• **Problèmes à résoudre**:
a. Extrayez du billet sur les orfèvres le passage qui débute aux mots « Les billets d'Antoine » et prend fin après les mots « est à l’œuvre. ».
b. Écrivez la suite du billet sur les orfèvres sénégalais à partir de sa dernière phrase.

• **Section du document**:
____

Vendredi 22 novembre 2024

Les billets d'Antoine Kaburahe

Billet – Les orfèvres

30/03/2024 6
Billet – Les orfèvres
Les casquettes face aux casques

Par Antoine Kaburahe

Dans mon pays, le Burundi, les Sénégalais sont connus pour leur travail sur l’or. Dans leurs échoppes qui font office d’atelier dans les quartiers populaires, ils travaillent la matière brute. Patiemment, méticuleusement, ils taillent, polissent l’or pour sortir le bijou : une bague de mariage, un pendentif, un bracelet. C’est toujours un chef d’œuvre, unique. Inimitable. Que l’on portera pour la vie. Les Sénégalais savent faire un travail de fond. C’est comme leurs boubous brodés. Là encore, la minutie est à l’œuvre.

La victoire du parti politique dénommé Patriotes Africains du Sénégal pour le Travail, l’Ethique et la Fraternité, PASTEF-LES PATRIOTES en abrégé, me fait penser aux orfèvres sénégalais que j’ai connus au Burundi. C’est le résultat d’un travail de fond. De patience.

____

(Éléments enregistrés du jeu de données)

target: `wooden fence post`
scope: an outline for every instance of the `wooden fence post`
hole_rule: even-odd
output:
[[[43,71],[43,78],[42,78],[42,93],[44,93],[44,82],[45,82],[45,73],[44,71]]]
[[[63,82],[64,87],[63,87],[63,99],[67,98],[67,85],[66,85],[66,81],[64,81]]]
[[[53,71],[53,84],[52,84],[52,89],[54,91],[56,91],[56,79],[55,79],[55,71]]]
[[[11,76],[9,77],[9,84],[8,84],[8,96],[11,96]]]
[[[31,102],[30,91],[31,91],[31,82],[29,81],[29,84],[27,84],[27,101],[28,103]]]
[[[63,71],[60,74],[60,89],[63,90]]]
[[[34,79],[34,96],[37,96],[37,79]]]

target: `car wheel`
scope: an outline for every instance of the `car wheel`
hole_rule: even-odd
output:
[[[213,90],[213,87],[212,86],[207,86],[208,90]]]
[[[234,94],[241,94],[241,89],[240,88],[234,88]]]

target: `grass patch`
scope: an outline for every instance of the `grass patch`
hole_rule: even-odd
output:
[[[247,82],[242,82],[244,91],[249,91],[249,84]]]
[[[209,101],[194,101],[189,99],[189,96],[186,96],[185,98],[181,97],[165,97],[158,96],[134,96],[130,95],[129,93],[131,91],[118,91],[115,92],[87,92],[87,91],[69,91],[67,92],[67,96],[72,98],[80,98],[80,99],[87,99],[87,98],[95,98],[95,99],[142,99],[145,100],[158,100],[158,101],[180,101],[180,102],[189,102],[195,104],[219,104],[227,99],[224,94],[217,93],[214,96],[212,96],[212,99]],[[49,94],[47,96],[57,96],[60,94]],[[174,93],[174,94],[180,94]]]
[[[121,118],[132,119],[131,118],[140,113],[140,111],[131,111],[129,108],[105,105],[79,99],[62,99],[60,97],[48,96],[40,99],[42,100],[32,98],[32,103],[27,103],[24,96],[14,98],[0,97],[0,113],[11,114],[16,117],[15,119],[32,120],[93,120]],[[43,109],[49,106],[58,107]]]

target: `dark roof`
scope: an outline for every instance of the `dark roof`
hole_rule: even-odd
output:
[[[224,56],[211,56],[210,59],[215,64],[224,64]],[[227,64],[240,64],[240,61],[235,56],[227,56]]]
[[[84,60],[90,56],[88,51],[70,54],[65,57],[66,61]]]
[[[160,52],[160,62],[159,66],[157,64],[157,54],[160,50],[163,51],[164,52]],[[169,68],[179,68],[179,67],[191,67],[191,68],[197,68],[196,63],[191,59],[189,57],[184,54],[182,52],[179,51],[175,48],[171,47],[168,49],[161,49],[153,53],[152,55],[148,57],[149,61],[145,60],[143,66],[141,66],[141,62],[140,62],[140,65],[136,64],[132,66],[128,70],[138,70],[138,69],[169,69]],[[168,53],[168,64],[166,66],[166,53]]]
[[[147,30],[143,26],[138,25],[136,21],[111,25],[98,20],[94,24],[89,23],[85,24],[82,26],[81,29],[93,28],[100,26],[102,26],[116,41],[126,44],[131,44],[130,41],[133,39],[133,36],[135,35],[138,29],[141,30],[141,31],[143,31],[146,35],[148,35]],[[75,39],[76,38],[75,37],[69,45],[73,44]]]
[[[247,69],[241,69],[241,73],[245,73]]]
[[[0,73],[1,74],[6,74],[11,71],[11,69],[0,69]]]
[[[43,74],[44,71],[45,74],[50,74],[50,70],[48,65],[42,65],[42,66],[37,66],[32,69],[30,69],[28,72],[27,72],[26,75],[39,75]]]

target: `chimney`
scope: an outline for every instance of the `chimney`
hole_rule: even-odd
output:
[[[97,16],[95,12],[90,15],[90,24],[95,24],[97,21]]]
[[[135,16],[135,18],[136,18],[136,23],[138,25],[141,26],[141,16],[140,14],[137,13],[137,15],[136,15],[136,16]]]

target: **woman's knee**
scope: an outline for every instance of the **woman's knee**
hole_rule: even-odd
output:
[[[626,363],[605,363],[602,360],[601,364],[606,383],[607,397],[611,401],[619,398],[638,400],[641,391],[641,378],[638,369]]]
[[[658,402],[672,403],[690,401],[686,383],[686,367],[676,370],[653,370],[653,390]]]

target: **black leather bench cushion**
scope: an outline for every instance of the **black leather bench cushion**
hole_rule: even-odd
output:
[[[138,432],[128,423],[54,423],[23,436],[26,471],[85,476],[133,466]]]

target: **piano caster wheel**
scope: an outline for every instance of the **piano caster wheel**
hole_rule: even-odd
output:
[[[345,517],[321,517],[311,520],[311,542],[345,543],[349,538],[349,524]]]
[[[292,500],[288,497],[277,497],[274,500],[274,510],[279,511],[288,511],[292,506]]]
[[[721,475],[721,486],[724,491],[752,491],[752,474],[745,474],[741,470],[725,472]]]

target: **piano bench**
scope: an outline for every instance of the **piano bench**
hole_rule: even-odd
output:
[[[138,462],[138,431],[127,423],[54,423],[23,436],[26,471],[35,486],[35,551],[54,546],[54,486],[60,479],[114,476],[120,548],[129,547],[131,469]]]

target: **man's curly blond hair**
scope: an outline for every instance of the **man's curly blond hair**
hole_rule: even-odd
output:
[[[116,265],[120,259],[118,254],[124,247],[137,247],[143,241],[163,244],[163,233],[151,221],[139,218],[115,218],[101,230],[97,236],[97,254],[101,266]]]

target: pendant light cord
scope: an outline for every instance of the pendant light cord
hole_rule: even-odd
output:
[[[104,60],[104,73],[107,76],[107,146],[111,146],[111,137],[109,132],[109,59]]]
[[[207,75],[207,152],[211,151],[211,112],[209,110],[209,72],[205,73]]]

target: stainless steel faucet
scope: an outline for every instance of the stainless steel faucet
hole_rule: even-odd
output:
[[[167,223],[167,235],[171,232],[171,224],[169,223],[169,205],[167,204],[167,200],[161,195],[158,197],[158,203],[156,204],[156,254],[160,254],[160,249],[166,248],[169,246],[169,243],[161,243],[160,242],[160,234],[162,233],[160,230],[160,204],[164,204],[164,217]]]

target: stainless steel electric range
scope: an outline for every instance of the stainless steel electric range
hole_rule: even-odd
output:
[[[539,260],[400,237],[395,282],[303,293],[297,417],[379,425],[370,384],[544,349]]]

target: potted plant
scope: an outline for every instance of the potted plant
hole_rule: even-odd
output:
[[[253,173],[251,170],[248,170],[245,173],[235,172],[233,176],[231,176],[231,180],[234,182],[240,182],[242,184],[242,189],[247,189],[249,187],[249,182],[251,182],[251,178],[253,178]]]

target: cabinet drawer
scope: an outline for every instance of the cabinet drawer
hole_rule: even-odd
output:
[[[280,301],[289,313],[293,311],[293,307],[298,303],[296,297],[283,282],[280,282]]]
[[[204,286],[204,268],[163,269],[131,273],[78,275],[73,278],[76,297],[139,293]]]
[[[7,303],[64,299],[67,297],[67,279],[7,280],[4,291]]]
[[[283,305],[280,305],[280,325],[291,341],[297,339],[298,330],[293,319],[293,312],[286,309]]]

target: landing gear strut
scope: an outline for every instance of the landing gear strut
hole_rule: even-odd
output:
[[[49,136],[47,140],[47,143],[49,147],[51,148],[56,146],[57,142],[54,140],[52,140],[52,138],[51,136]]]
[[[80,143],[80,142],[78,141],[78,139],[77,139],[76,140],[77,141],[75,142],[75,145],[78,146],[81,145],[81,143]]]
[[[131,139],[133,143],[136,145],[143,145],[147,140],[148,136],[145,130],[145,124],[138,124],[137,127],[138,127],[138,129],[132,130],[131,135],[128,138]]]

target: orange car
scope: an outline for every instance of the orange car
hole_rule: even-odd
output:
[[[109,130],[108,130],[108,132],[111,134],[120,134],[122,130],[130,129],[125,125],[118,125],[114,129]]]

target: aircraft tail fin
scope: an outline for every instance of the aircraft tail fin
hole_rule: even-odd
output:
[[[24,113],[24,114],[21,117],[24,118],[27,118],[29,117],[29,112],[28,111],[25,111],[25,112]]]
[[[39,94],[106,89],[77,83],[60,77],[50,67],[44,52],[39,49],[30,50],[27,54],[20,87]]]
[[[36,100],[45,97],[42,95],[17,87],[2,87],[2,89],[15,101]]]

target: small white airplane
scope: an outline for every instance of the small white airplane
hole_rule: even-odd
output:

____

• **Réponses par tâche**:
a.
Les billets d'Antoine Kaburahe

Billet – Les orfèvres

30/03/2024 6
Billet – Les orfèvres
Les casquettes face aux casques

Par Antoine Kaburahe

Dans mon pays, le Burundi, les Sénégalais sont connus pour leur travail sur l’or. Dans leurs échoppes qui font office d’atelier dans les quartiers populaires, ils travaillent la matière brute. Patiemment, méticuleusement, ils taillent, polissent l’or pour sortir le bijou : une bague de mariage, un pendentif, un bracelet. C’est toujours un chef d’œuvre, unique. Inimitable. Que l’on portera pour la vie. Les Sénégalais savent faire un travail de fond. C’est comme leurs boubous brodés. Là encore, la minutie est à l’œuvre.

b.
Parfait inconnu, le PASTEF a été créé en janvier 2014, fait face à un mastodonte. Une coalition lancée par le Président Macky Sall, au pouvoir, qui organise les élections. En Afrique, comme disait quelqu’un, il est connu que l’on n’organise pas « une élection pour la perdre ». Macky Sall ne veut pas déroger au principe. D’abord, il tente honteusement de forcer sa candidature, mais les Sénégalais résistent. Au prix du sang. Les casquettes des jeunes du PASTEF font front contre les casques de la police. Les lacrymogènes fument, les larmes coulent, mais la force brute ne peut rien face au travail des orfèvres.
Finalement, contraint, le Président propulse Amadou Ba, un économiste du sérail de 63 ans, jusque-là Premier ministre. Un candidat qui coche toutes les cases du « système ». Tout oppose Amadou Ba le candidat de la coalition présidentielle Benno Bokk Yakaar (« Unis par l’espoir » en wolof), et le jeune candidat du PASTEF, Bassirou Diomaye Faye, 43 ans, le lieutenant d’Ousmane Sonko dont la candidature a été rejetée par le Conseil constitutionnel.

La suite, on la connaît. Il n’est pas nécessaire de revenir sur la défaite du statu quo et la victoire de l’espoir.
Je suis heureux que dans l’acronyme du PASTEF, il y a « patriotes africains ». Comme s’ils ont voulu nous dire que ce qu’ils ont fait au Sénégal est possible ailleurs en Afrique. Si des patriotes se mobilisent. Cette victoire est celle de tous les patriotes africains. Salut les orfèvres.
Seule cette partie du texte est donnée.